# Tu objetivo
Copia al pie de la letra todo lo que va desde la línea que contiene "segment sea stack, every instance" hasta el final del listado, con esa primera línea y la última incluidas.

# Material de trabajo
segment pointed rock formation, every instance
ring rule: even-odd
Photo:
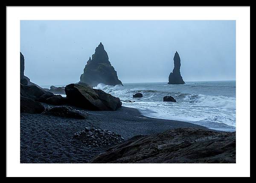
[[[172,73],[171,73],[169,75],[169,84],[184,84],[185,82],[182,79],[180,75],[180,58],[179,54],[176,51],[173,58],[174,61],[174,68],[172,70]]]
[[[90,57],[80,76],[81,82],[96,86],[99,83],[114,86],[122,86],[118,79],[116,71],[108,61],[108,56],[101,42],[95,49],[95,53]]]
[[[23,78],[24,77],[24,70],[25,69],[25,67],[24,67],[24,56],[23,56],[23,55],[22,55],[22,53],[21,53],[21,52],[20,52],[20,79],[23,79]]]
[[[30,79],[26,76],[24,75],[24,70],[25,70],[25,59],[24,56],[20,52],[20,83],[23,85],[35,85],[39,88],[43,89],[38,85],[35,84],[34,83],[30,81]]]

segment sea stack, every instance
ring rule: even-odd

# Respuesta a continuación
segment sea stack, every instance
ring rule: even-odd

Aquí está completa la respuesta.